Exercise description:
Everything from the line containing "Pretty please, detect the person in rowboat" to the end of the data must be duplicated word for word, and nothing else may appear.

Provided records:
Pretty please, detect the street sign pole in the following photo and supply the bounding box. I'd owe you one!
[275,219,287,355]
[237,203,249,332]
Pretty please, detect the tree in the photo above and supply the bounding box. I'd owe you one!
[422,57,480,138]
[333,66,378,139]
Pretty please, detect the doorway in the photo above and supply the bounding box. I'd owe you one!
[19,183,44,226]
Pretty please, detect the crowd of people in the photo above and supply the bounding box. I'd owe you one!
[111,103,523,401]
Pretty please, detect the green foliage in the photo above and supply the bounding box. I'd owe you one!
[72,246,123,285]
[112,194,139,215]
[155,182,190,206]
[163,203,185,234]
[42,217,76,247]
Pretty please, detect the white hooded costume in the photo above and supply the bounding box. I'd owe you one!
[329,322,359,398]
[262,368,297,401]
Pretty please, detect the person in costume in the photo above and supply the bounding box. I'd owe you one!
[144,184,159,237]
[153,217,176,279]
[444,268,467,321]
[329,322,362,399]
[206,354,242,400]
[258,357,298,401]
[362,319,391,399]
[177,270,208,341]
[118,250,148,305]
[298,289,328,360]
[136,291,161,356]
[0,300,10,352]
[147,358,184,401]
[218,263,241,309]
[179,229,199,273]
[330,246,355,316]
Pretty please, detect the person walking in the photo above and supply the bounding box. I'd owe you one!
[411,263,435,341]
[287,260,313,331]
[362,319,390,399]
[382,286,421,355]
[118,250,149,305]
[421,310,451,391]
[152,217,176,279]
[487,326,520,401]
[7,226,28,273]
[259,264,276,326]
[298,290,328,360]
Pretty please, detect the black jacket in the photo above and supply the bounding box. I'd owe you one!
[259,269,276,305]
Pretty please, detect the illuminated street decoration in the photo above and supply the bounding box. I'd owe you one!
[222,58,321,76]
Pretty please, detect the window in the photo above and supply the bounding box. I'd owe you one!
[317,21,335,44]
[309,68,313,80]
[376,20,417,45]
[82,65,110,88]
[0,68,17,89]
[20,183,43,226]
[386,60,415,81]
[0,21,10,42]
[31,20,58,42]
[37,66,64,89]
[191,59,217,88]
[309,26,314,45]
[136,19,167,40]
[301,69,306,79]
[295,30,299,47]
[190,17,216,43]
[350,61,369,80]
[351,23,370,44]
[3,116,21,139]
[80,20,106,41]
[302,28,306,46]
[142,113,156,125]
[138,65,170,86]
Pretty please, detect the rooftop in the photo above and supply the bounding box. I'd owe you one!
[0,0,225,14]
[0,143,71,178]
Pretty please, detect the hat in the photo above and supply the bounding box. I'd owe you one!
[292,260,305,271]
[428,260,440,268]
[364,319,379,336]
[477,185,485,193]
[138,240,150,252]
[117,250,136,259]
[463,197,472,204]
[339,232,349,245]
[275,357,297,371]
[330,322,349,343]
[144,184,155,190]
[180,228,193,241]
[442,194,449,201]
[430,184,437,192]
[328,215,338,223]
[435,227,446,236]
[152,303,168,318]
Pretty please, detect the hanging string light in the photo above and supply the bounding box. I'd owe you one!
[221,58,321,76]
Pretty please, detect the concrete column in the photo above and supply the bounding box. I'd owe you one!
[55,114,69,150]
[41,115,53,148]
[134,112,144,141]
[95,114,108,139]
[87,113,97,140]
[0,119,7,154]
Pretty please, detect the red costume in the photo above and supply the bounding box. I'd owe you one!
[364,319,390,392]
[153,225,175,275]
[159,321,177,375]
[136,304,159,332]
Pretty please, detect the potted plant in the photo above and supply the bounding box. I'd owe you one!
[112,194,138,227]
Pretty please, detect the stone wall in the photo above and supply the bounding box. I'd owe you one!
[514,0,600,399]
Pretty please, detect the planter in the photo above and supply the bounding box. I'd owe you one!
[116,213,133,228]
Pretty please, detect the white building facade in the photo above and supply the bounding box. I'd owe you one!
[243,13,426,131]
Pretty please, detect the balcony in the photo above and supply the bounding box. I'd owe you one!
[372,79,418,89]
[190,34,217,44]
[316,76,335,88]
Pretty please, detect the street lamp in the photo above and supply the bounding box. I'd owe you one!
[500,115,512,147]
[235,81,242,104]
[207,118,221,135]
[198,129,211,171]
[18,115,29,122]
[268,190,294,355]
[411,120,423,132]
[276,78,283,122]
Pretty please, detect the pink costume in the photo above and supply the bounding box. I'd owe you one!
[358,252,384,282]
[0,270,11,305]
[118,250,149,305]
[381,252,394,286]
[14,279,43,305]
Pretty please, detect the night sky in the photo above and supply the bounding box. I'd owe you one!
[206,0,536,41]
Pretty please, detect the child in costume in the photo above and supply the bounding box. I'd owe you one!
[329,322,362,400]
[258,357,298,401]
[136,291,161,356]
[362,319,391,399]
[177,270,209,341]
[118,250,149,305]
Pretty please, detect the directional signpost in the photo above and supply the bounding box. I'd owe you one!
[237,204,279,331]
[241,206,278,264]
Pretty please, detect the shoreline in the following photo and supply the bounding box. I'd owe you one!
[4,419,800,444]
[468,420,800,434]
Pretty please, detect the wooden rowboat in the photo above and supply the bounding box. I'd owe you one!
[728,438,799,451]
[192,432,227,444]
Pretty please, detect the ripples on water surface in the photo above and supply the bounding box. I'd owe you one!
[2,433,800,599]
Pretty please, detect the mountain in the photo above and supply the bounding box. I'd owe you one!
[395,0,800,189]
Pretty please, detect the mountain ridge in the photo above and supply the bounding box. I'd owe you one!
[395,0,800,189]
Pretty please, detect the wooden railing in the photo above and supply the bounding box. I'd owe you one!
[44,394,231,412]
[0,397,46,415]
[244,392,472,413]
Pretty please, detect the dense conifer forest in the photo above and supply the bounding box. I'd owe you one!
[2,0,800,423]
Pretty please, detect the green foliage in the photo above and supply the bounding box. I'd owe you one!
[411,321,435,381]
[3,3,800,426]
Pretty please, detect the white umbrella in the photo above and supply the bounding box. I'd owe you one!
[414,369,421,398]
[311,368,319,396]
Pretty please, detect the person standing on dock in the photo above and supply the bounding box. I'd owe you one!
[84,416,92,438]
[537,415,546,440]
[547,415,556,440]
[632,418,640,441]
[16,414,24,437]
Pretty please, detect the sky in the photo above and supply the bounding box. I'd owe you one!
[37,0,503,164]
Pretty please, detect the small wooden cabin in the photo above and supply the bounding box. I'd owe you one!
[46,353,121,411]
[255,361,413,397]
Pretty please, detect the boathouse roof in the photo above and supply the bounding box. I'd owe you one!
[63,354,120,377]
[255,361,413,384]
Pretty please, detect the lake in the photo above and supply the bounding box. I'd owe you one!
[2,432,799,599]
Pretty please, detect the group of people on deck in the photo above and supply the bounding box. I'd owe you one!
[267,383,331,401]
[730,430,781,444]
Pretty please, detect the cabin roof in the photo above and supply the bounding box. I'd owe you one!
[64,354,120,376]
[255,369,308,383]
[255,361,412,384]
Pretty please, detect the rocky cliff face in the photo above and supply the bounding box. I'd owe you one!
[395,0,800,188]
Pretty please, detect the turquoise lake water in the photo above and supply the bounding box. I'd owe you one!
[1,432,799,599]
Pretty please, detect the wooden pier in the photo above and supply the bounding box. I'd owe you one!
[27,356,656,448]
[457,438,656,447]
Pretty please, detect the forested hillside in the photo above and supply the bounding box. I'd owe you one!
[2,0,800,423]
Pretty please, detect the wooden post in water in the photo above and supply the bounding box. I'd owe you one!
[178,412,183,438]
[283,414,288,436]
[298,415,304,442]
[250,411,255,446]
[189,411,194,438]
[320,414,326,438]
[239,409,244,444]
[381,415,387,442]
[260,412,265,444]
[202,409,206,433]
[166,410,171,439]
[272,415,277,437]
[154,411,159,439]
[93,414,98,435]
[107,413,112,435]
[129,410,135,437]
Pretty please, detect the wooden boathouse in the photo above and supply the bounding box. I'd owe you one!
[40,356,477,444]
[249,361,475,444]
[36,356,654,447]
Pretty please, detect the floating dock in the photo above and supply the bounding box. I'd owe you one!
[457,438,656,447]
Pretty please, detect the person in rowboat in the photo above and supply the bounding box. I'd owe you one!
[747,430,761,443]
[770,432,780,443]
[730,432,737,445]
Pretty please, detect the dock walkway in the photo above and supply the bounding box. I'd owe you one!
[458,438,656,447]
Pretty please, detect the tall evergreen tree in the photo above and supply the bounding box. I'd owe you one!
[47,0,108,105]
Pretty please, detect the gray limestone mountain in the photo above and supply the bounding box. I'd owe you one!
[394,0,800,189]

Answer for the task:
Pretty please, detect the person in rowboat in the photo above and supply the bounding box. I'd owe you one!
[747,430,761,443]
[770,432,780,443]
[730,432,737,445]
Pretty please, detect the dock walkway in the photo above and supply the bounding box. I'd owe you one!
[458,438,656,447]
Pretty please, detect the tall evergreen tree in the photo above and supply the bounding box. I'd owe you one!
[47,0,108,105]
Pretty please, detect the gray limestone mountain in the photo above and supply the bounding box. I'd owe you one!
[394,0,800,189]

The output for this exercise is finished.